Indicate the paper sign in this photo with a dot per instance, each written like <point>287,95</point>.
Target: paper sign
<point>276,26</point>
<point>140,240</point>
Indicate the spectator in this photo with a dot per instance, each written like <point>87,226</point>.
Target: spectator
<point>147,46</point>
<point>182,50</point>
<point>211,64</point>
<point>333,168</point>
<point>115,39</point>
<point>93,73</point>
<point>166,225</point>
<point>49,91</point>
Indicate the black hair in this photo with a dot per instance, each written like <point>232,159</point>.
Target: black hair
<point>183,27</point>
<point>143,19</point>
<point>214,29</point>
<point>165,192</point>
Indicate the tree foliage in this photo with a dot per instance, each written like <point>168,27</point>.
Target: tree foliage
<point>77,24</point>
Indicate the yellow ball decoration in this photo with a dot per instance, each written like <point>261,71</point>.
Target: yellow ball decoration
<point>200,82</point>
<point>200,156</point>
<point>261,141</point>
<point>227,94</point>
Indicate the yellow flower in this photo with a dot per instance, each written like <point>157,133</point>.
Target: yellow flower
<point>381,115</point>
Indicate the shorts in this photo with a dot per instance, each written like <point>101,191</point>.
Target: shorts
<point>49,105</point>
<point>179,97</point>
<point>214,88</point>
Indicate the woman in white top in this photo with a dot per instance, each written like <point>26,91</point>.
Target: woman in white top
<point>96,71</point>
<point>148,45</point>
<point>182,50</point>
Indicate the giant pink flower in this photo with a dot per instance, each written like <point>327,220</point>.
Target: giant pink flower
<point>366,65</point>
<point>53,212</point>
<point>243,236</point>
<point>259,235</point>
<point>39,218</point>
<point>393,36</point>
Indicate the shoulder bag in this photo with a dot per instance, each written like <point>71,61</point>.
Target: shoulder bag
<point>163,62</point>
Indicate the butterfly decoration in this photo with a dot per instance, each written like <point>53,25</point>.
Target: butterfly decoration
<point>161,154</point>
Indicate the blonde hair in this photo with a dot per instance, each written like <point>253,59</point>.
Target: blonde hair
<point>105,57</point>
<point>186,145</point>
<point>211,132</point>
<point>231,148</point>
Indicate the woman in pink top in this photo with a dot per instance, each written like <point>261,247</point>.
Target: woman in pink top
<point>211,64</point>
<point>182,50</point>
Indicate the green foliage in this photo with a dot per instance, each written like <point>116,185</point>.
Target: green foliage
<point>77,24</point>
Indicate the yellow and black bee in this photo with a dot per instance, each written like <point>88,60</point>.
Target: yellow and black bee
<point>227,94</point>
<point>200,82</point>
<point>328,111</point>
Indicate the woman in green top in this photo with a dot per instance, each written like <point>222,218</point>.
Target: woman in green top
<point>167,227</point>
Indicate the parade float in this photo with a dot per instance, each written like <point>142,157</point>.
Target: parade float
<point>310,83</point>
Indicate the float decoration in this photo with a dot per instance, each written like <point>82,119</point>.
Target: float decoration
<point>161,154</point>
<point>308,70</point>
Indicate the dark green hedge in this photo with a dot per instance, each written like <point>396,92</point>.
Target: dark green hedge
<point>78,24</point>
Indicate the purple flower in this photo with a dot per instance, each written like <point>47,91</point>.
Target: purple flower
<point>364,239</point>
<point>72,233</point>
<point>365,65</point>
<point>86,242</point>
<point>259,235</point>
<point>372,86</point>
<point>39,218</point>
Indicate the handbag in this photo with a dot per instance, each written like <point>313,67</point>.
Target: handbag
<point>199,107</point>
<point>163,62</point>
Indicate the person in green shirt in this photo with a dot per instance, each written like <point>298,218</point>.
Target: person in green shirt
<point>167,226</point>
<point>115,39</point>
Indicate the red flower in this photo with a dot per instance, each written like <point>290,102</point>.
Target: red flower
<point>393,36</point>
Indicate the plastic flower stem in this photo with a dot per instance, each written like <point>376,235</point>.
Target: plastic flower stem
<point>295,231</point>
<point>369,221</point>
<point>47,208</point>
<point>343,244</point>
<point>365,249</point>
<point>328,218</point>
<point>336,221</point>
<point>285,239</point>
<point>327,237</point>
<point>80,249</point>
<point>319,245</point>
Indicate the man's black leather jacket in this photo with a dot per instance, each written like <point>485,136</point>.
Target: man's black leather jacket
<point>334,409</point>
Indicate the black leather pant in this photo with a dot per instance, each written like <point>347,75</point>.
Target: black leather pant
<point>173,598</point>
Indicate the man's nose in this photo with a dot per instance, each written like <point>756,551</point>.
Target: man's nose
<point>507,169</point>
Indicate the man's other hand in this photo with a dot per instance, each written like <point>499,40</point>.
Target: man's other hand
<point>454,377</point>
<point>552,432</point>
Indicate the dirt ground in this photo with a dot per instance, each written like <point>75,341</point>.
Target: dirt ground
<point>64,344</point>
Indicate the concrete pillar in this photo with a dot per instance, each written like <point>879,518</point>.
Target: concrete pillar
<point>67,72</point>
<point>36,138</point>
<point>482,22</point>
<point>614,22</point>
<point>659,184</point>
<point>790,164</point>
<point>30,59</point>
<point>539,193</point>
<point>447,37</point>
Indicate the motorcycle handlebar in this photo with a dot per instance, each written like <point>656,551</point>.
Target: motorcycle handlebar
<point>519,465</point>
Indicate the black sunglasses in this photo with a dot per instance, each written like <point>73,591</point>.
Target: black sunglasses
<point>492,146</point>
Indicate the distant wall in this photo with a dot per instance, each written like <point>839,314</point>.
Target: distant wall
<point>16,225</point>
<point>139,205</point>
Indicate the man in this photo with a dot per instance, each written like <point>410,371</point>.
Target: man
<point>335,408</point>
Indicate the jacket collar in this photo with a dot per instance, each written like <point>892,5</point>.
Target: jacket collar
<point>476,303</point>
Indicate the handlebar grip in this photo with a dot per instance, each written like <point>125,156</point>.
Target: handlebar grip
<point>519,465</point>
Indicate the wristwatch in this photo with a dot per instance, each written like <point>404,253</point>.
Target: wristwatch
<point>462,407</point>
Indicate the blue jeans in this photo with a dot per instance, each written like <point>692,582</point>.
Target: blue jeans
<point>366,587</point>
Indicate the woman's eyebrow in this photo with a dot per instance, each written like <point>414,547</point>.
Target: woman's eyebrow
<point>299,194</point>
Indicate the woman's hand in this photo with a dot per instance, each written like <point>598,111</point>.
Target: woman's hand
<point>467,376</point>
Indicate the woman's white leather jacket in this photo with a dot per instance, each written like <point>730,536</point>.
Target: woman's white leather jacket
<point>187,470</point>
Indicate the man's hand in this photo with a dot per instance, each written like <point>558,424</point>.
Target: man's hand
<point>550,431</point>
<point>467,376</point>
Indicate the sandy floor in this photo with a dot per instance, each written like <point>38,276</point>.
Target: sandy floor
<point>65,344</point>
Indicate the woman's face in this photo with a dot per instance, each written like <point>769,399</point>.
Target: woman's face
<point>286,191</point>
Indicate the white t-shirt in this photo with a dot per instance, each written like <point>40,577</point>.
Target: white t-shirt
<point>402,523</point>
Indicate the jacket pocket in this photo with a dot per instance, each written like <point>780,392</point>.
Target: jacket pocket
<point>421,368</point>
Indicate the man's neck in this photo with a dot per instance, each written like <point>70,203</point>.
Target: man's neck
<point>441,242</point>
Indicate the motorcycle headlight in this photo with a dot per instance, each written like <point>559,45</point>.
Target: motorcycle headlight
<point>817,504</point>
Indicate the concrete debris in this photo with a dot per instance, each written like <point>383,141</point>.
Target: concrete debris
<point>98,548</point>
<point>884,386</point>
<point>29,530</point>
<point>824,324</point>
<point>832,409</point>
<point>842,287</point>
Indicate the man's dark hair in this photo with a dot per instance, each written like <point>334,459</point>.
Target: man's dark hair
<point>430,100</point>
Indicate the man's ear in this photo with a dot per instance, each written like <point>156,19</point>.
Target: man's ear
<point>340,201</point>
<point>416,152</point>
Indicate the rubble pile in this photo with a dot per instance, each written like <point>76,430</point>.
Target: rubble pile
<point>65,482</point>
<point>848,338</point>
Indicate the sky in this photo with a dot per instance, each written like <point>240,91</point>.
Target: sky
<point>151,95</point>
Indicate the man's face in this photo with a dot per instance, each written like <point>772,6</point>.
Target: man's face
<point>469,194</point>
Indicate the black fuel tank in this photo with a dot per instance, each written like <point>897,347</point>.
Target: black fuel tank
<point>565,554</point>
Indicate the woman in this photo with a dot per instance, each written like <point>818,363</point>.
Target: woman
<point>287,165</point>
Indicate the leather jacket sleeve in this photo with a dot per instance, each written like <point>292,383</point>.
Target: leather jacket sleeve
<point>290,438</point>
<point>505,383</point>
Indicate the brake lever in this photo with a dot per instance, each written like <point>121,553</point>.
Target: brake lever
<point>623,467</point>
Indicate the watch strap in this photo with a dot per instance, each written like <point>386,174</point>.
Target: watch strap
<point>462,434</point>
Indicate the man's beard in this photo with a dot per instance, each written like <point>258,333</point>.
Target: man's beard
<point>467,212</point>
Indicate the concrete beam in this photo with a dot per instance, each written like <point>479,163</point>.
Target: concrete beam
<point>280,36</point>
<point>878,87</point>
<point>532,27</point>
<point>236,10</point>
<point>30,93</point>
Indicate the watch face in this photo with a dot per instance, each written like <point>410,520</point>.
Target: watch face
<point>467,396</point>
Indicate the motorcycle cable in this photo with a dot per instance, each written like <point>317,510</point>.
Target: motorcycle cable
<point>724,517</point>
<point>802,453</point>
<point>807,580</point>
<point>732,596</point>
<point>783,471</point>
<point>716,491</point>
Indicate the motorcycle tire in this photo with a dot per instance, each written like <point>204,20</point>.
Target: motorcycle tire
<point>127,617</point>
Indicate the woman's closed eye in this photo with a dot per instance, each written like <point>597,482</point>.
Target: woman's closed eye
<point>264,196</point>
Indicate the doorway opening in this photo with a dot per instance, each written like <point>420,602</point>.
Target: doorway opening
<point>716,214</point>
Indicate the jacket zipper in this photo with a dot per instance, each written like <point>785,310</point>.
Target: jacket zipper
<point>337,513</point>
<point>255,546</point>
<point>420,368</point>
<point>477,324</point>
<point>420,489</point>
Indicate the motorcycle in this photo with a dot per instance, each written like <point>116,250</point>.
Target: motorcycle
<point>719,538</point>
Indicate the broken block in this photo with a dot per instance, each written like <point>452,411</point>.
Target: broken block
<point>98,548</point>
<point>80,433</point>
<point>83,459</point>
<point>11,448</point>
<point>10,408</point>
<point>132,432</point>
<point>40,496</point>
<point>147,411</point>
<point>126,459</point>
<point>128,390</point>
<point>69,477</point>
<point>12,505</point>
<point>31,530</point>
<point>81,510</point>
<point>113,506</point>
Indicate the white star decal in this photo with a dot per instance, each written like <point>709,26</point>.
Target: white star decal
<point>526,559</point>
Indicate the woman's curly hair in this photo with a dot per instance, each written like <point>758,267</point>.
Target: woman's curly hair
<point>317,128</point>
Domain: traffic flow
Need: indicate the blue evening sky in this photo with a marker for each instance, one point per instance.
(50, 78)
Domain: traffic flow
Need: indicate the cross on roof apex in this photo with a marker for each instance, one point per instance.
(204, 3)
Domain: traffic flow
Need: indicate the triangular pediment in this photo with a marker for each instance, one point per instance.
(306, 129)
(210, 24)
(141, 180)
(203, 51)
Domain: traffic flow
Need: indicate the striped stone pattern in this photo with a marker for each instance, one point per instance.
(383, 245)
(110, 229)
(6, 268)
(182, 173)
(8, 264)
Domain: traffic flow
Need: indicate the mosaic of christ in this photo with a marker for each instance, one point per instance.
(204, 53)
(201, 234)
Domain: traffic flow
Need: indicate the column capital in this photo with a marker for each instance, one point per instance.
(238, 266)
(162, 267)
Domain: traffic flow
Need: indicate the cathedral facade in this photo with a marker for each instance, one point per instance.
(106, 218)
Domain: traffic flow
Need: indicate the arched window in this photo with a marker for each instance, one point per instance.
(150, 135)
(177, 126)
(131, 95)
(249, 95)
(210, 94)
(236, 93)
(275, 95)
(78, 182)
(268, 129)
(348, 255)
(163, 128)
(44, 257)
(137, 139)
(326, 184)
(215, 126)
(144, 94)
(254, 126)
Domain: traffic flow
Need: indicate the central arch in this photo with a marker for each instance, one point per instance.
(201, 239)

^^^^

**Given request**
Report every line in the rows above that contains the string "strap", matching case exactly.

**Solution below**
Indicate the watch strap in this photo with a dot per instance, each written like <point>386,174</point>.
Target: watch strap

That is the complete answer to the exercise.